• [The problem]: Extract every line in the records below that contains the word "nose" and copy each one in full.

• [Provided entries]:

※

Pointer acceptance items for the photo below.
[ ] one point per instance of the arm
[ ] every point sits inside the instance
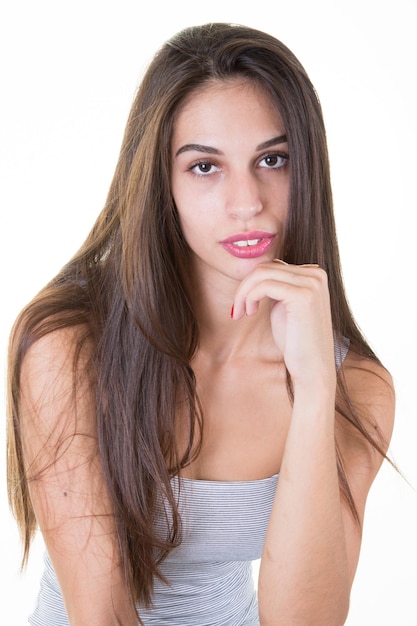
(313, 541)
(66, 484)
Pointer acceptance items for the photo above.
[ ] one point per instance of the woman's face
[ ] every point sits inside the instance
(230, 178)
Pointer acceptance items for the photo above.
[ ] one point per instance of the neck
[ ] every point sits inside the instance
(223, 339)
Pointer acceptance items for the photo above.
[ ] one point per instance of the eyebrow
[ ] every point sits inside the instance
(198, 147)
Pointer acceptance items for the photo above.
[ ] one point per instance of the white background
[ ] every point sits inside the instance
(68, 75)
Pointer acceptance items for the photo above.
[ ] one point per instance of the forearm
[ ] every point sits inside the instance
(304, 577)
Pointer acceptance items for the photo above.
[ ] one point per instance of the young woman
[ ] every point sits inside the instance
(191, 392)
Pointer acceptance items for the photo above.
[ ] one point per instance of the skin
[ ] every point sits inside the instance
(281, 318)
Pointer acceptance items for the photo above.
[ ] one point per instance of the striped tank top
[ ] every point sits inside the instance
(210, 573)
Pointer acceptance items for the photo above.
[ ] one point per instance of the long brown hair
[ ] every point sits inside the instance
(129, 287)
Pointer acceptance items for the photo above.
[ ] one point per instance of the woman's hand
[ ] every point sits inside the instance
(300, 316)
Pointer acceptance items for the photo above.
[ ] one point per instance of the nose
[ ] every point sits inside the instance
(244, 198)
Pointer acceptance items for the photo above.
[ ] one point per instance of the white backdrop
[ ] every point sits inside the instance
(68, 75)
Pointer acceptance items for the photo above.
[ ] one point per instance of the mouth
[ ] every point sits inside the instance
(248, 245)
(244, 243)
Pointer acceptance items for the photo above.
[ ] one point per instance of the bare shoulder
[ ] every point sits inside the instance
(53, 361)
(55, 390)
(371, 396)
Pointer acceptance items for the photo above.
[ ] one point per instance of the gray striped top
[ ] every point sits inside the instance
(210, 573)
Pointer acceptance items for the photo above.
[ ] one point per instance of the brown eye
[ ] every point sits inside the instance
(274, 161)
(203, 168)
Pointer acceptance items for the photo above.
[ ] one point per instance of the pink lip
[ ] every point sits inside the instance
(265, 242)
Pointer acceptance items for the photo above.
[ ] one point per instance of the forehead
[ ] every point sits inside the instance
(221, 106)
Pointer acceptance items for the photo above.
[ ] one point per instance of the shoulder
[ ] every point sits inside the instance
(55, 352)
(56, 377)
(369, 401)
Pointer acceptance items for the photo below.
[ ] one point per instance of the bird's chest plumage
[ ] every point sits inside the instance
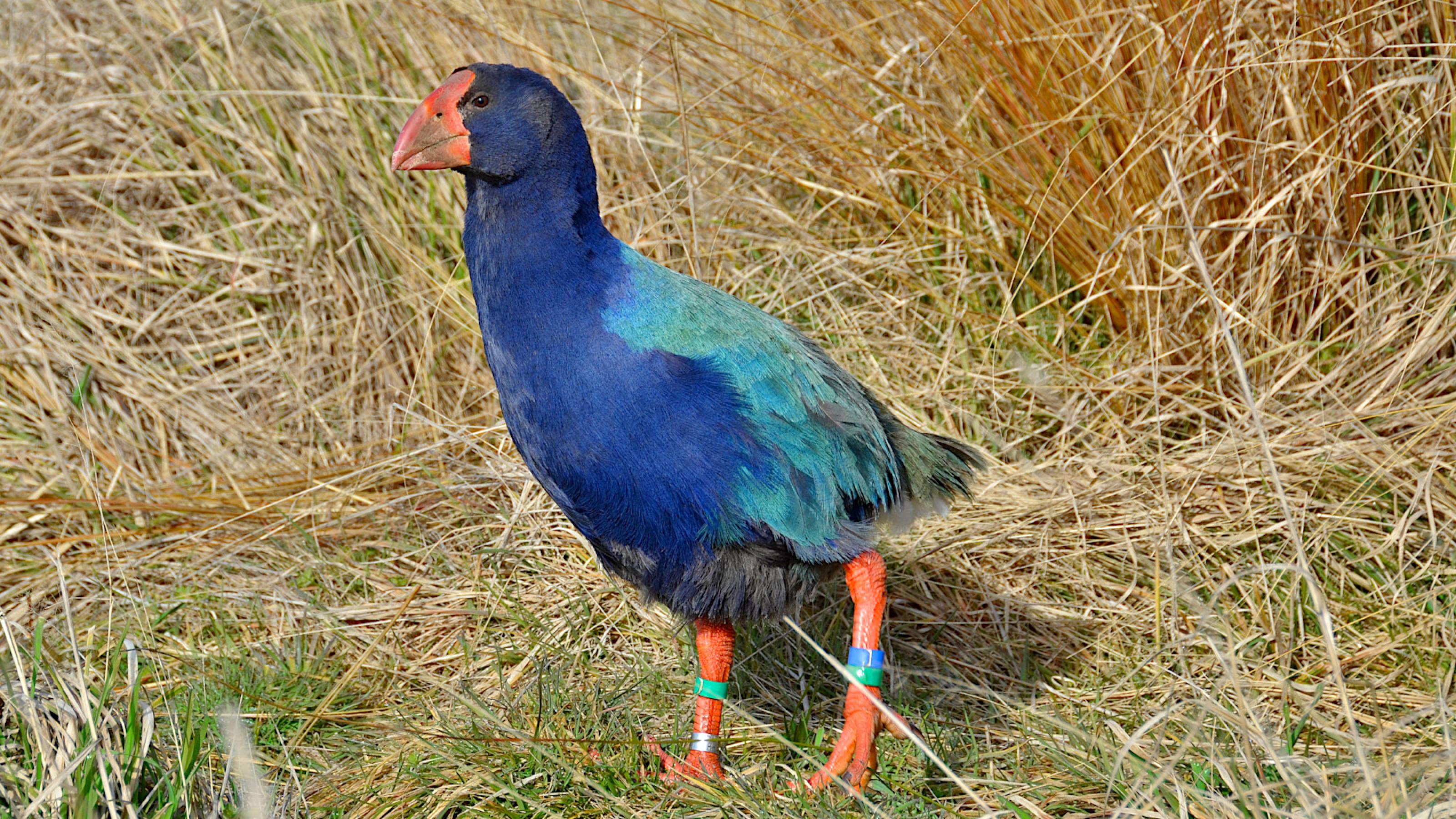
(638, 446)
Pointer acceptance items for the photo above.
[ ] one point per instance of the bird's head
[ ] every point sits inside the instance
(491, 121)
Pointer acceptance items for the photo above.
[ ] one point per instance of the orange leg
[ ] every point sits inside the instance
(854, 757)
(714, 661)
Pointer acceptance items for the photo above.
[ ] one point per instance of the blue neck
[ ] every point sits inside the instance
(538, 239)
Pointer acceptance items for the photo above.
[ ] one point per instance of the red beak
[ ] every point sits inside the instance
(433, 136)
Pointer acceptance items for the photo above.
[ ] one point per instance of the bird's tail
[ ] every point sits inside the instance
(937, 471)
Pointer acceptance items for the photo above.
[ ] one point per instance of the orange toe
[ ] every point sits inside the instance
(854, 758)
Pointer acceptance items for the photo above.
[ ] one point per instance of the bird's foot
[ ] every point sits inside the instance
(855, 757)
(698, 766)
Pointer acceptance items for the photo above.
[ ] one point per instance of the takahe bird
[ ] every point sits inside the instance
(711, 455)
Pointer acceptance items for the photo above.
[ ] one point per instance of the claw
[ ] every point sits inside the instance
(698, 767)
(855, 758)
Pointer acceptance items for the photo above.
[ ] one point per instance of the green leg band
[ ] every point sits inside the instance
(711, 688)
(867, 675)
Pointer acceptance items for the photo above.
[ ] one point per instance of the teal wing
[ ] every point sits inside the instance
(824, 461)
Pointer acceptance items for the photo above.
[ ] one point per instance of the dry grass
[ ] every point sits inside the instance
(245, 422)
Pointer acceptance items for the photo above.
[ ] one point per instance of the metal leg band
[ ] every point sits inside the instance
(704, 742)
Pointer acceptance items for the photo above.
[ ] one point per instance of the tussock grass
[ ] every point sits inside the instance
(245, 413)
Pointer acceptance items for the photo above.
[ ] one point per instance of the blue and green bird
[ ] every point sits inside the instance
(713, 455)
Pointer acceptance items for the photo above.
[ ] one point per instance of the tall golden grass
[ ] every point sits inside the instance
(1184, 268)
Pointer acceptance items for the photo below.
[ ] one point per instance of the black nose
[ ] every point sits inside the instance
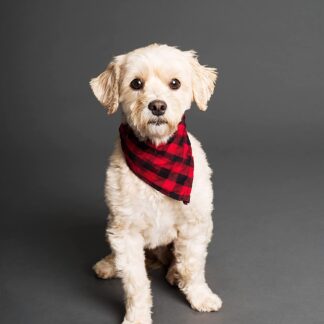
(158, 107)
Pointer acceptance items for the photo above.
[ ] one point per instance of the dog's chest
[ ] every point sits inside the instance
(136, 203)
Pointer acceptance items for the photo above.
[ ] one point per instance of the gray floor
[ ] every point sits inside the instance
(265, 261)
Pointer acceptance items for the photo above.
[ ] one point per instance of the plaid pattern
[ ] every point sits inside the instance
(167, 167)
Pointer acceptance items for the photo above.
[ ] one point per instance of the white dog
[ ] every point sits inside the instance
(154, 86)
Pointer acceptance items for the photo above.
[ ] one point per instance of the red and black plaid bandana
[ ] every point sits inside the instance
(167, 167)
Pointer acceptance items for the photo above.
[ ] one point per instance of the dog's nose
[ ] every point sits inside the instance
(157, 107)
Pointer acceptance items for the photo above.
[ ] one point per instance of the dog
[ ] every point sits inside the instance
(154, 86)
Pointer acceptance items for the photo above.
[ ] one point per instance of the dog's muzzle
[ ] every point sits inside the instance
(157, 107)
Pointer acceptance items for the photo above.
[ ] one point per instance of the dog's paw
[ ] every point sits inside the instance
(105, 269)
(204, 301)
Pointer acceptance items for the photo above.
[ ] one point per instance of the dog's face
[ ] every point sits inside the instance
(154, 86)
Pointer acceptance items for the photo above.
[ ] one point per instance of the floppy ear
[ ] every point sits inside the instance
(106, 86)
(203, 81)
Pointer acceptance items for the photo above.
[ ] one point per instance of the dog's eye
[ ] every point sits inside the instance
(174, 84)
(137, 84)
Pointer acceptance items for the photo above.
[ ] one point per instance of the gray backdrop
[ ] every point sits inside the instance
(263, 133)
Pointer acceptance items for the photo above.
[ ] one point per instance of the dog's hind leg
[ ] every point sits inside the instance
(106, 268)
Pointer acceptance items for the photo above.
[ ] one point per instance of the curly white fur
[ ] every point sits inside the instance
(140, 217)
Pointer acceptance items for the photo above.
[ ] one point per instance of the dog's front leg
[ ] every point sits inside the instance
(128, 248)
(190, 249)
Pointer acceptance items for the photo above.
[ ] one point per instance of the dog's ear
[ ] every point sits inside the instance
(106, 85)
(203, 81)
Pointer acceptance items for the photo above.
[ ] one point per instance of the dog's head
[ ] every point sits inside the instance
(154, 85)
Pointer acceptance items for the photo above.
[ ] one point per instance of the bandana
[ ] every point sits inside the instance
(167, 167)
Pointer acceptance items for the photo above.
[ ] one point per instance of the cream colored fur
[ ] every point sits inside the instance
(140, 217)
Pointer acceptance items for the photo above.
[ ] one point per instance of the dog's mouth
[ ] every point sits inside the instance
(157, 122)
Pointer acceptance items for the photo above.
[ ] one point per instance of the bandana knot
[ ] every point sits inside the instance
(168, 167)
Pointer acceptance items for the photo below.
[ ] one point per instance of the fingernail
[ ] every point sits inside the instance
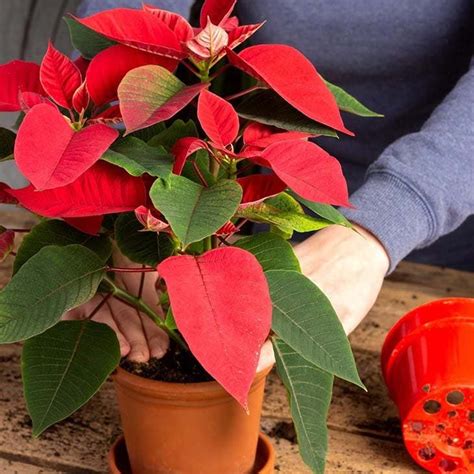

※

• [Output below]:
[ ] one point per instance of the nose
[ ] one point per instance of the black nose
[ ] one point per instance of the dog's nose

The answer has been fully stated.